(TEXT BLOCK):

######

We used to train on the rowing course in Krylatskoye, but since the canal management decided not to support student sports, we moved to the picturesque Borisovsky Ponds in Maryino, where, with hammers and saws in hand, we began creating everything you need for rowing on our own—rafts for going out onto the water and storage space for the boats. Now we do all our training there, and with the onset of winter we plan to move to the gym that is now under construction at the HSE complex on Ordynka. This will be our club’s winter home base.

In addition, it was thanks to the Faculty of World Economy and International Affairs that we were able to have the House of Leo (based in St. Petersburg) design our rowing equipment and boat. They thought of everything down to the smallest detail. Their efforts culminated in the most beautiful student boat in Russia and the club logo, which is far superior to even those of some Ivy League universities.

Competitions and Winning Silver at the international Golden Blades Regatta

As part of the Student Rowing League, there are two seasons of competitions: summer and winter. In the summer season, we participate in four student races: the Fontanka Cup (St. Petersburg), the student part of the international Grand Moscow Regatta, the Sestroretsk Cup (St. Petersburg), and the final races in Kazan. Other opportunities to prove ourselves arise as well, such as the Golden Blades Regatta, where you can compete not only with students, but also with boats of pros from different countries. In the winter, we have four stages of indoor rowing on rowing machines, which the competition is no less fierce than on the water.

Student rowing is not limited to competitions in Russia. Every year, the student world championship and many regattas (for example, the Henley Royal Regatta) are held in Europe, where we have the opportunity to compete against the most famous universities in the world.

######

(LISTED RECORDS):
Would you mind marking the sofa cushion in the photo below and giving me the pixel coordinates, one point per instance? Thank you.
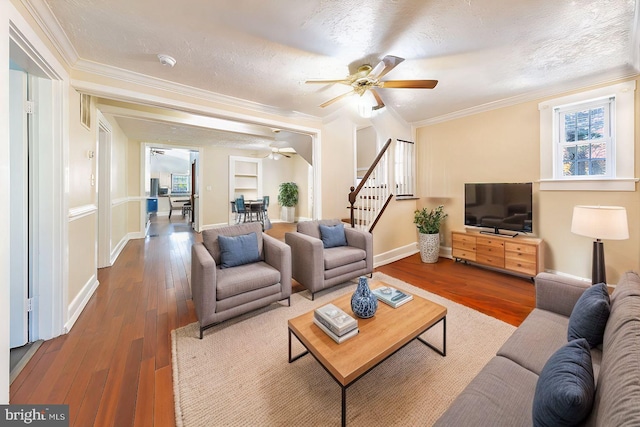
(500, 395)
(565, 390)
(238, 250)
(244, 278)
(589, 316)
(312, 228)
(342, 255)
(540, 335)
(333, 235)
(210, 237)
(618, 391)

######

(TASK):
In the text about the student rowing club, where does the club plan to move its training when winter begins?

(ANSWER FOR THIS EXERCISE):
To the gym now under construction at the HSE complex on Ordynka.